§ Requirement 1:
Gather every line of the records that contains the string "logo", and copy each one. Case counts.

-- Start of Passage to read --

5. How Are Rolling Averages Calculated Initially, Upon Intermittent
Operations, and When the Hazardous Waste Feed Is Cut Off?
    a. How Are Rolling Averages Calculated Initially? You must begin
complying with the limits on operating parameters specified in the
Documentation of Compliance on the compliance date.201 See
Sec. 63.1209(b)(5)(i). Given that the one-hour, and 12-hour rolling
averages for limits on various parameters must be updated each minute,
this raises the question of how rolling averages are to be calculated
upon initial startup of the rolling average requirements. We have
determined that an operating parameter limit will not become effective
on the compliance date until you have recorded enough monitoring data
to calculate the rolling average for the limit. For example, the hourly
rolling average limit on the temperature at the inlet to an
electrostatic precipitator does not become effective until you have
recorded 60 one-minute average temperature values on the compliance
date. Given that compliance with the standards begins nominally at
12:01 am on the compliance date, the hourly rolling average temperature
limit does not become effective as a practical matter until 1:01 am on
the compliance date. Similarly, the 12-hour rolling average limit on
the feedrate of mercury does not become effective until you have
recorded 12 hours of one-minute average feedrate values after the
compliance date. Thus, the 12-hour rolling average feedrate limits
become effective as a practical matter at 12:01 pm on the compliance
date.

-- End of Passage to read --
-- Start of Given records --

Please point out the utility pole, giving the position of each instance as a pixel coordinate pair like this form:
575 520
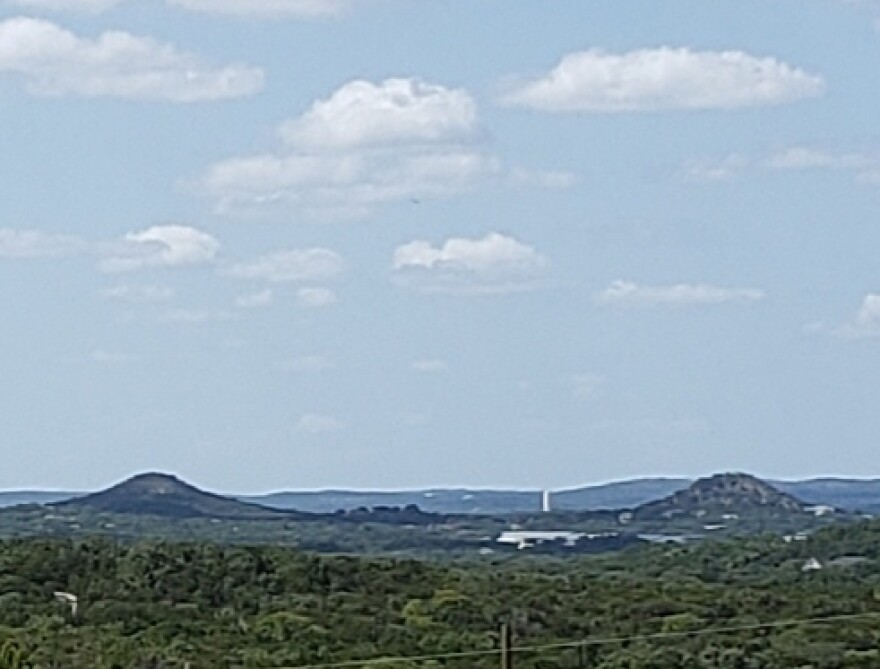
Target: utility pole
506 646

-- End of Given records --
-- Start of Given records --

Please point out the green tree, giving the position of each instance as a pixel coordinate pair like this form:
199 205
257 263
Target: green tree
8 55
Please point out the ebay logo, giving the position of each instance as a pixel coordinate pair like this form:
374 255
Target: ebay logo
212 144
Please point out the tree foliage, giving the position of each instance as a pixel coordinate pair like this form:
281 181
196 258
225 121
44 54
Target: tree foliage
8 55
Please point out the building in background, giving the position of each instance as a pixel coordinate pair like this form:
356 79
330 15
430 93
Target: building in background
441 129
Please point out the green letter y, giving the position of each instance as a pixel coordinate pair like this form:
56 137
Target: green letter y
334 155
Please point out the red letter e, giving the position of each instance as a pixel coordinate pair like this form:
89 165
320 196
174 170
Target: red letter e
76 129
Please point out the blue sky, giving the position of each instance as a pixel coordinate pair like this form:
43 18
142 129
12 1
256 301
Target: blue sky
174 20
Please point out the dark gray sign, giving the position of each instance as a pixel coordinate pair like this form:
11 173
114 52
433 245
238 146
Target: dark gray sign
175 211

-- End of Given records --
-- Start of Given records --

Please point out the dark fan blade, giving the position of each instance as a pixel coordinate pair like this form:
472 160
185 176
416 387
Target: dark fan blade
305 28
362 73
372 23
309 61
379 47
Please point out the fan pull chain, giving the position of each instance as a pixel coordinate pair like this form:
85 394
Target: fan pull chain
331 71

-- End of Given records --

§ Requirement 2:
Condense the paragraph in the rolling averages passage above that begins "a. How Are Rolling Averages Calculated Initially?" into a short bulleted list that keeps its main facts.

§ Solution 1:
Please point out the ebay logo, giving the position of each instance as a pixel coordinate pair like this form:
Target: ebay logo

§ Solution 2:
- Compliance with the operating parameter limits in the Documentation of Compliance begins on the compliance date (Sec. 63.1209(b)(5)(i)).
- One-hour and 12-hour rolling averages must be updated each minute. So a limit takes effect on the compliance date only once enough monitoring data has been recorded to calculate its rolling average.
- The hourly rolling average limit on temperature at the inlet to an electrostatic precipitator takes effect after 60 one-minute average temperature values are recorded. Compliance begins nominally at 12:01 am, so in practice this is 1:01 am on the compliance date.
- The 12-hour rolling average limit on mercury feedrate takes effect after 12 hours of one-minute average feedrate values are recorded. In practice this is 12:01 pm on the compliance date.